» **Problem to work on**: Without including any pictures, reproduce all the lines below word for word.

» **Recorded information**:
::::::::::

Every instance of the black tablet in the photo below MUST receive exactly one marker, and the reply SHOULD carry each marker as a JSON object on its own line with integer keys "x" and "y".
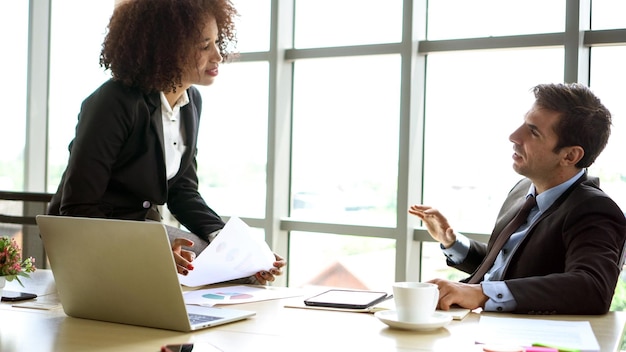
{"x": 348, "y": 299}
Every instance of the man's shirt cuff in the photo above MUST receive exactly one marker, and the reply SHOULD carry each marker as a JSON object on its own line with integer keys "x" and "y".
{"x": 500, "y": 297}
{"x": 458, "y": 251}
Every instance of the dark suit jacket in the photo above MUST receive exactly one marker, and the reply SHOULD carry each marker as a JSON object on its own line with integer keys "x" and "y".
{"x": 116, "y": 167}
{"x": 568, "y": 263}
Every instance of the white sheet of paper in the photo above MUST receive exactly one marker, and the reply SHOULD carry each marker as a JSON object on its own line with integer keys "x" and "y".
{"x": 524, "y": 332}
{"x": 237, "y": 294}
{"x": 233, "y": 254}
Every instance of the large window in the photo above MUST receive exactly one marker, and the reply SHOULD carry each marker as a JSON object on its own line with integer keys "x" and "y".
{"x": 339, "y": 114}
{"x": 14, "y": 61}
{"x": 75, "y": 44}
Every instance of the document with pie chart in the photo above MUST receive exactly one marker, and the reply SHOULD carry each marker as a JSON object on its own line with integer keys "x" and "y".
{"x": 237, "y": 294}
{"x": 235, "y": 253}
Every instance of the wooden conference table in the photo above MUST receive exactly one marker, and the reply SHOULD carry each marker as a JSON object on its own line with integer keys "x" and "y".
{"x": 274, "y": 328}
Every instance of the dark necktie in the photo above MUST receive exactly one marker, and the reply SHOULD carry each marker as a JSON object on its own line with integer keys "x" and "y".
{"x": 506, "y": 233}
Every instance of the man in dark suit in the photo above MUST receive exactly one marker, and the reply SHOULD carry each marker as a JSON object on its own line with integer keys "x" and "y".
{"x": 565, "y": 255}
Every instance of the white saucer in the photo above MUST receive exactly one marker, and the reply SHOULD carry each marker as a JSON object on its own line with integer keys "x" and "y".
{"x": 390, "y": 317}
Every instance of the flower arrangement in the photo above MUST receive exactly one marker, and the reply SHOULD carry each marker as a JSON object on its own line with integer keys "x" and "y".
{"x": 11, "y": 264}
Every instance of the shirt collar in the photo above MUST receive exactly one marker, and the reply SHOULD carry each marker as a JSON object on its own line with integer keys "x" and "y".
{"x": 182, "y": 101}
{"x": 547, "y": 198}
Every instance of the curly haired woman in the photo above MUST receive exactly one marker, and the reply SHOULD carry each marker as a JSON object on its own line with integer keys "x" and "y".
{"x": 135, "y": 142}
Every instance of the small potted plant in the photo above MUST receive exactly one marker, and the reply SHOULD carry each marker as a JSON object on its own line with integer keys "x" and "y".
{"x": 11, "y": 264}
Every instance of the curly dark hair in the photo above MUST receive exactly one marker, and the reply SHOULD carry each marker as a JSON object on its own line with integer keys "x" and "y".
{"x": 148, "y": 42}
{"x": 584, "y": 121}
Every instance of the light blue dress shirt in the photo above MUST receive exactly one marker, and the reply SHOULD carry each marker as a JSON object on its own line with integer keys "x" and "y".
{"x": 500, "y": 297}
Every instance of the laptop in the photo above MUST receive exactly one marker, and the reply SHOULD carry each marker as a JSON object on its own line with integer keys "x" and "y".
{"x": 122, "y": 271}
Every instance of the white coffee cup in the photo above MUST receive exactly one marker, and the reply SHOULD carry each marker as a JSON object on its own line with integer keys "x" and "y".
{"x": 415, "y": 301}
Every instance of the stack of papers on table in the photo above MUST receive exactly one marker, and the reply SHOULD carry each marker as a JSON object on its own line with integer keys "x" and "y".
{"x": 574, "y": 335}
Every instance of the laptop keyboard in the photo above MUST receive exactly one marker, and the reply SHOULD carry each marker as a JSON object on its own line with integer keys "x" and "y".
{"x": 199, "y": 318}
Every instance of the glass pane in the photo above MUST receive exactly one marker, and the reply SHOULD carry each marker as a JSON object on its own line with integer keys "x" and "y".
{"x": 232, "y": 142}
{"x": 607, "y": 14}
{"x": 607, "y": 80}
{"x": 474, "y": 101}
{"x": 449, "y": 19}
{"x": 72, "y": 77}
{"x": 318, "y": 259}
{"x": 327, "y": 23}
{"x": 253, "y": 25}
{"x": 14, "y": 37}
{"x": 345, "y": 139}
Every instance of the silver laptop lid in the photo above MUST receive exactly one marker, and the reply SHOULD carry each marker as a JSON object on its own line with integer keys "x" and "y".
{"x": 116, "y": 270}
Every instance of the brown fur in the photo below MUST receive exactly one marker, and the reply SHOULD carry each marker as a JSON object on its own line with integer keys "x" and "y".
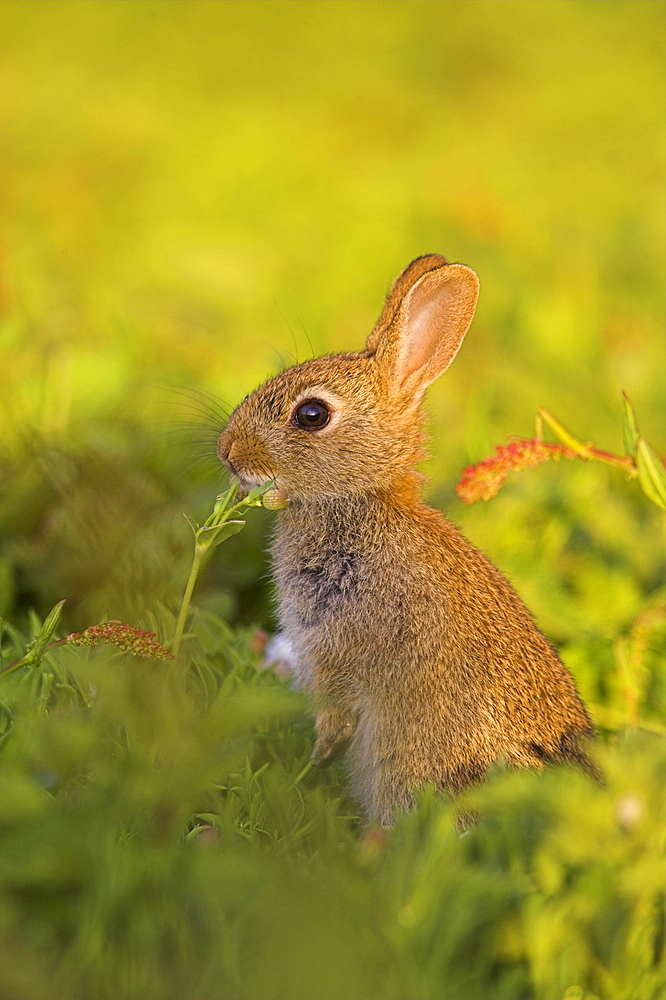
{"x": 425, "y": 664}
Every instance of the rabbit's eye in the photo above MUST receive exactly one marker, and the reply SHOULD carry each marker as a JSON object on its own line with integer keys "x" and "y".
{"x": 312, "y": 415}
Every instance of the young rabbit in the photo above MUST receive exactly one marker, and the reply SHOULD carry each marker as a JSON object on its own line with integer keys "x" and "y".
{"x": 424, "y": 663}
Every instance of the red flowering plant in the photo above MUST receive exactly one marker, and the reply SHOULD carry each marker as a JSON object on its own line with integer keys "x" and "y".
{"x": 222, "y": 523}
{"x": 483, "y": 480}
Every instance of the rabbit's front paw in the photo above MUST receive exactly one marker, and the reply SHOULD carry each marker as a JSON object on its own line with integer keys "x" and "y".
{"x": 335, "y": 728}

::::::::::

» **Your solution**:
Every instance of the black tablet in the photo below MUST receive exactly one marker, and the reply SHOULD carry each marker as a JSON object on its own line with integer keys "x" and "y".
{"x": 348, "y": 299}
Every instance of the man's shirt cuff in the photo above MUST receive exactly one marker, and the reply SHOULD carry each marker as a JSON object on its own line with integer keys "x" and "y".
{"x": 500, "y": 297}
{"x": 458, "y": 251}
Every instance of the dark suit jacket in the photo above MUST receive exactly one marker, and the reply SHOULD carry each marker as a JSON object on its own line with integer keys "x" and "y".
{"x": 116, "y": 167}
{"x": 568, "y": 263}
Every instance of the white sheet of paper in the photo above MUST receive exactly one marker, and the reply SHOULD carry each marker as a JSON object on its own line with integer keys "x" and "y".
{"x": 524, "y": 332}
{"x": 237, "y": 294}
{"x": 233, "y": 254}
Every instance of the large window in the photo above MUST receive exactly one marker, and the reply SHOULD carry each marker as a JSON object on its own line with integer keys "x" and "y".
{"x": 339, "y": 114}
{"x": 14, "y": 61}
{"x": 75, "y": 44}
Every instance of the document with pie chart in the photo above MUST receive exactly one marker, and the reply SHOULD carry each marker as a JSON object on its own line with integer keys "x" and "y".
{"x": 237, "y": 294}
{"x": 235, "y": 253}
Every instance of the wooden conference table in the photo above MUST receive exactly one marker, and the reply SHOULD carry each marker as a JSON object on its own line with integer keys "x" and "y".
{"x": 274, "y": 328}
Every instance of the dark necktie in the photo above MUST receive exactly one marker, and the reply SHOULD carry each marker as a JSON object on its own line with integer keys "x" and "y".
{"x": 506, "y": 233}
Every instance of the man in dark suit in the photo above MUST receive exactly one marker, and the reply SHOULD carry each marker as a JSON object on its own line with integer keys "x" and "y".
{"x": 565, "y": 255}
Every instance of the white saucer in the photo above MUST receive exactly one marker, and the reply SHOULD carry each marker as a JSON object on its own line with integer keys "x" and "y".
{"x": 390, "y": 317}
Every instance of the flower arrangement in the photo above MUST receive exactly one marker, and the reply SHOULD carry each marker as a JSON object on its own line with integer keys "x" and "y".
{"x": 11, "y": 264}
Every instance of the shirt collar in the photo above MUST receive exactly one marker, and the reply SHOULD carry each marker as a JSON object on its own line with integer keys "x" and "y".
{"x": 182, "y": 101}
{"x": 547, "y": 198}
Every instance of the curly haired woman in the photo above MUST receive exactly one marker, and the reply SHOULD carry each marker as a JSON object on its own line with integer keys "x" and "y".
{"x": 135, "y": 142}
Every instance of the small potted plant in the photo above MUST receive exactly one marker, and the reply SHOULD carry each marker as a JSON object on its own line with integer keys "x" and "y".
{"x": 11, "y": 264}
Every instance of the curly dark hair in the photo above MUST receive exactly one marker, and the reply SHOULD carry each marker as a JSON object on its own line with integer keys "x" and "y".
{"x": 148, "y": 42}
{"x": 584, "y": 121}
Every instance of the light blue dress shirt in the photo above MUST receive exactly one marker, and the reply SHOULD carry each marker as a JSON object on its own line with integer keys "x" and "y".
{"x": 500, "y": 297}
Every instance of the laptop in the photo above MUST receive exactly one marker, and the reply SHOULD carry each marker as a JSON object on its own line with integer keys "x" and "y".
{"x": 122, "y": 271}
Every instance of the white coffee cup in the photo above MUST receive exactly one marker, and the reply SHOULD carry each marker as a JSON object on its own line with integer keys "x" and "y".
{"x": 415, "y": 301}
Every instance of the stack of papers on table in the photo above MUST receive exactly one marker, and the reply SHOULD carry each marker as a JSON object on its own line with integer keys "x" and "y".
{"x": 574, "y": 335}
Every instance of the laptop keyboard in the photo above MUST receive exactly one marker, and the reply SHOULD carry each marker as a JSON object on its own line with integer keys "x" and "y".
{"x": 199, "y": 318}
Every instance of the glass pane in the photo above MUST receive exactly one marker, and the reply SHOULD carry each marker as a JSON object on its own line with integer keys "x" and "y".
{"x": 232, "y": 142}
{"x": 607, "y": 14}
{"x": 607, "y": 80}
{"x": 474, "y": 101}
{"x": 449, "y": 19}
{"x": 72, "y": 77}
{"x": 318, "y": 259}
{"x": 327, "y": 23}
{"x": 253, "y": 25}
{"x": 14, "y": 37}
{"x": 345, "y": 139}
Every instance of the silver laptop lid in the photo above MUST receive exactly one marker, and the reply SHOULD carry each marker as a JSON object on its own line with integer keys "x" and "y".
{"x": 116, "y": 270}
Every instance of the brown fur in the photo below MUST receive exactly one marker, and the reply SHOULD carry each marker as a JSON object on its own line with integer keys "x" and "y".
{"x": 425, "y": 664}
Every instance of the rabbit's eye in the photo above MUST receive exactly one marker, and the reply SHOULD carry each marker as a JSON object on its own line with integer keys "x" and "y".
{"x": 312, "y": 415}
Every instance of the young rabbit in the photo above MUST receive exactly one marker, and the reply SHOULD carry each marker as a JSON object on its own line with integer keys "x" and "y".
{"x": 424, "y": 663}
Every instance of the red flowering plant in the photo above MUST receive exactly one marker, and the reply SHOULD carry each marker as a JSON object on its own line with integer keys "x" and "y".
{"x": 222, "y": 523}
{"x": 483, "y": 480}
Every instance of the rabbit's front paw in the photo above MUST receive exactly one marker, and the reply SHOULD carry each marker as a JSON object on its own line with integer keys "x" and "y".
{"x": 335, "y": 728}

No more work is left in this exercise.